(Given data):
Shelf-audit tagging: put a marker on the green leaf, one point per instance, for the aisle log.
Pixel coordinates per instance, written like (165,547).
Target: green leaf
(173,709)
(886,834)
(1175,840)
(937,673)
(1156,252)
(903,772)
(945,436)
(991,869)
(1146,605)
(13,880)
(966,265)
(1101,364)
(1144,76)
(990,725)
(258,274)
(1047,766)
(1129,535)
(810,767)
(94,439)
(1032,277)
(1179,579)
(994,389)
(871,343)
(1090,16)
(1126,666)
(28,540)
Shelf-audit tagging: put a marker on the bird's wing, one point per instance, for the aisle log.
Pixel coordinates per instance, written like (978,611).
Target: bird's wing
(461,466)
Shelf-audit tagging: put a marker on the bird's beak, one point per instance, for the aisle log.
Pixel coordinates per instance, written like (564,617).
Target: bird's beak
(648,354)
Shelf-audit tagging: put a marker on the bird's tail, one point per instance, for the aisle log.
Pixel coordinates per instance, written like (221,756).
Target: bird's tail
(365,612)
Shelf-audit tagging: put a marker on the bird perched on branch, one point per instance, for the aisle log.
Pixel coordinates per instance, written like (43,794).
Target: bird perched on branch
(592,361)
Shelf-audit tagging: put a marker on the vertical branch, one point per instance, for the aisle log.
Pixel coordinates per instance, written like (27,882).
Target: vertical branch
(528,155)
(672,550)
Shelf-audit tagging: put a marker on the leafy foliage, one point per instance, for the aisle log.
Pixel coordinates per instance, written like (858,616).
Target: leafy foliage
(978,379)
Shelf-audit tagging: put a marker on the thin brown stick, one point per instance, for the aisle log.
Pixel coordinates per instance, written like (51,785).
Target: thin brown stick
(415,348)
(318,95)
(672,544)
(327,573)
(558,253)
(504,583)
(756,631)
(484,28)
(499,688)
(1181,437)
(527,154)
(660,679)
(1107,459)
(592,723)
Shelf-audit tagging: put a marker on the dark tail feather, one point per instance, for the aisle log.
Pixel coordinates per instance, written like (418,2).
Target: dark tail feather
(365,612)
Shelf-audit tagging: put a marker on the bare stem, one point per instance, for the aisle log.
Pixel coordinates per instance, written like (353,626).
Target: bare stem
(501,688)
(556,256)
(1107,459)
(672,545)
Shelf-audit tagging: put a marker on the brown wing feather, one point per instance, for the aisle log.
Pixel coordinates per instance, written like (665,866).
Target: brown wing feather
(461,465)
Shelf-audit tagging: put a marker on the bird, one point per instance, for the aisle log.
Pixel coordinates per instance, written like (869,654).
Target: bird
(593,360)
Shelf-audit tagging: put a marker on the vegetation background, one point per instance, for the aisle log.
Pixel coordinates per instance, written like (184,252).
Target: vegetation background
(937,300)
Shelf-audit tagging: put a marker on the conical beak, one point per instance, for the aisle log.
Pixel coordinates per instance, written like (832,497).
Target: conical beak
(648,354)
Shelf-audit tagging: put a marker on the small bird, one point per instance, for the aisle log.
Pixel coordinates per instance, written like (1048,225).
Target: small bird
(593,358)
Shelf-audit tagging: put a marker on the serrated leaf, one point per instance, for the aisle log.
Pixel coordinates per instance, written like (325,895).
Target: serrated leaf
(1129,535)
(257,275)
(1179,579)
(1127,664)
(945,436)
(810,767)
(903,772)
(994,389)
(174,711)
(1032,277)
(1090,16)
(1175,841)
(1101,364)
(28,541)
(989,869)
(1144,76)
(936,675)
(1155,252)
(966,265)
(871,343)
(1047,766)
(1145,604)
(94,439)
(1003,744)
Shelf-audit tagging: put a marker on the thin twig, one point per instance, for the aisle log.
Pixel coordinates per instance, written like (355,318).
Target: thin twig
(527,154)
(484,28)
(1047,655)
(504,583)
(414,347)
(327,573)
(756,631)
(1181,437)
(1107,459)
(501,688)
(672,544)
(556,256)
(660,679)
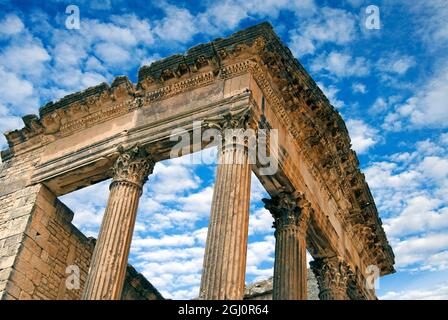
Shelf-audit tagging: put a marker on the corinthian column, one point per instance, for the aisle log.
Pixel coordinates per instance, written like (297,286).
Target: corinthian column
(226,248)
(291,214)
(332,276)
(110,257)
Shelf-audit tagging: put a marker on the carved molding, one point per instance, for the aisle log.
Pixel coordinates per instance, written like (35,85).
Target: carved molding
(132,166)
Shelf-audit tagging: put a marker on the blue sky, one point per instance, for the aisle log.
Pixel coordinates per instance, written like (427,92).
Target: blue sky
(390,85)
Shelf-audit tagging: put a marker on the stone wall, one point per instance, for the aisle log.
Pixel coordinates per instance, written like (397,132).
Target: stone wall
(37,244)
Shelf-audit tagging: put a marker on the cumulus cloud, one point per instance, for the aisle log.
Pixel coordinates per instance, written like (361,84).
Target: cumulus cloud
(410,191)
(11,25)
(340,64)
(359,88)
(362,135)
(328,26)
(330,92)
(396,63)
(440,292)
(426,109)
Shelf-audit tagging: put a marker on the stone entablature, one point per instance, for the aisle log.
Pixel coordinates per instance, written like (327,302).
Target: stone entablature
(74,141)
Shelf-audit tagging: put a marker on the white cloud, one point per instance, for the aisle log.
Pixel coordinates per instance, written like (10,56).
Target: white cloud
(11,25)
(362,135)
(25,59)
(410,191)
(426,109)
(178,25)
(329,25)
(17,92)
(396,63)
(260,222)
(112,54)
(359,88)
(440,292)
(331,92)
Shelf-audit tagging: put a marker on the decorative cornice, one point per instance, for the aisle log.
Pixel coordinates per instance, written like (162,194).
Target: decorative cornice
(132,166)
(234,119)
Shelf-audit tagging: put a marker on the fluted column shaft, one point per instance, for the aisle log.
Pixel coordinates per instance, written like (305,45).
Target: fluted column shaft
(224,267)
(291,214)
(110,258)
(332,276)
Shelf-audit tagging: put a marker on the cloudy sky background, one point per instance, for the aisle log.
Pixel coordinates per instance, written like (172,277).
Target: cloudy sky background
(390,85)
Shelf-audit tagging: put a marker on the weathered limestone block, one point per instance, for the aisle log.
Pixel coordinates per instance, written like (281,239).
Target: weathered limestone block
(291,213)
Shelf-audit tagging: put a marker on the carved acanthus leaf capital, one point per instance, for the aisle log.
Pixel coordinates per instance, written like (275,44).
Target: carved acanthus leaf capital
(133,165)
(332,276)
(289,209)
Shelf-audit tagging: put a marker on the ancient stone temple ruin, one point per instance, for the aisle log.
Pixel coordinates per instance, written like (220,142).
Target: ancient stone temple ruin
(319,198)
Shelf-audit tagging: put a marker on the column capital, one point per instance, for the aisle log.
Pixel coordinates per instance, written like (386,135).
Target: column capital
(234,119)
(133,165)
(289,209)
(332,274)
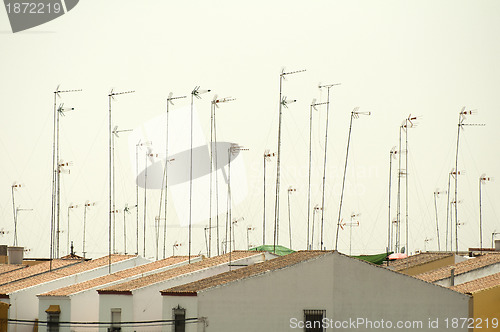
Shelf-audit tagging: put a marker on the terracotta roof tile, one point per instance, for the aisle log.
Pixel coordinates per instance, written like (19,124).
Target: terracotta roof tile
(478,285)
(460,268)
(117,276)
(246,272)
(4,268)
(129,286)
(60,273)
(416,260)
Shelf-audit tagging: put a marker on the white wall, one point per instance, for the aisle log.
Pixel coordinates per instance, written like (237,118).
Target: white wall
(469,276)
(111,301)
(65,306)
(345,287)
(189,303)
(84,305)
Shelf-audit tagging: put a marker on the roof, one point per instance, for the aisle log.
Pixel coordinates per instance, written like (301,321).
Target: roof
(375,259)
(460,268)
(129,286)
(478,285)
(117,276)
(281,262)
(417,260)
(4,268)
(60,273)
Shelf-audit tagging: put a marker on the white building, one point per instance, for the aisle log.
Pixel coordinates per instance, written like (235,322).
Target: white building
(305,287)
(78,302)
(140,299)
(462,272)
(21,294)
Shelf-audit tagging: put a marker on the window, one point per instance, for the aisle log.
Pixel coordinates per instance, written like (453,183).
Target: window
(116,319)
(53,314)
(179,315)
(313,320)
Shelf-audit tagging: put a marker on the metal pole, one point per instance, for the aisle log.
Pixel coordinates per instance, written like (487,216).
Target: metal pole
(166,190)
(15,216)
(398,211)
(190,180)
(456,185)
(406,187)
(289,220)
(324,170)
(84,228)
(54,179)
(209,246)
(264,207)
(145,204)
(343,180)
(113,192)
(389,244)
(278,164)
(480,217)
(67,242)
(448,212)
(437,222)
(137,197)
(124,232)
(110,187)
(216,186)
(229,199)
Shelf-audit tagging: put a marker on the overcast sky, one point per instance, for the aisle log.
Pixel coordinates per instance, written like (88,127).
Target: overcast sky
(393,58)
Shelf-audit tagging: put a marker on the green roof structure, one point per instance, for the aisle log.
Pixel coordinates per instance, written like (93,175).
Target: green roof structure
(375,259)
(280,250)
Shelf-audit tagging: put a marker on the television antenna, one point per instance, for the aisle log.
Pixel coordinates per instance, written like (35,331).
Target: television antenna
(86,206)
(267,158)
(111,97)
(482,179)
(213,164)
(70,206)
(283,102)
(195,93)
(354,115)
(312,107)
(462,116)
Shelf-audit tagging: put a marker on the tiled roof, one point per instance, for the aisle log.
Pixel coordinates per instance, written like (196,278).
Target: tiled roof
(60,273)
(33,270)
(416,260)
(4,268)
(460,268)
(117,276)
(127,287)
(477,285)
(249,271)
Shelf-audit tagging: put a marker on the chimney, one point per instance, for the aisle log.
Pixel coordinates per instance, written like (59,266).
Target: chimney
(16,255)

(Work to do):
Exactly as written, give the line containing "Shelf-audit tagging: put a marker on the tiled" and all remaining lines of the records.

(Solution to this task):
Shelf-audit tagging: put a marker on the tiled roof, one point per instance, for the aisle log.
Pixel coordinates per instance, written like (196,278).
Target: tiled roof
(60,273)
(33,270)
(416,260)
(4,268)
(460,268)
(117,276)
(127,287)
(477,285)
(249,271)
Shelf-audit tagging: put a marker on the chimney, one point per instance, for the aisle log.
Pixel coordinates per instance, written like (59,266).
Target: chimney
(16,255)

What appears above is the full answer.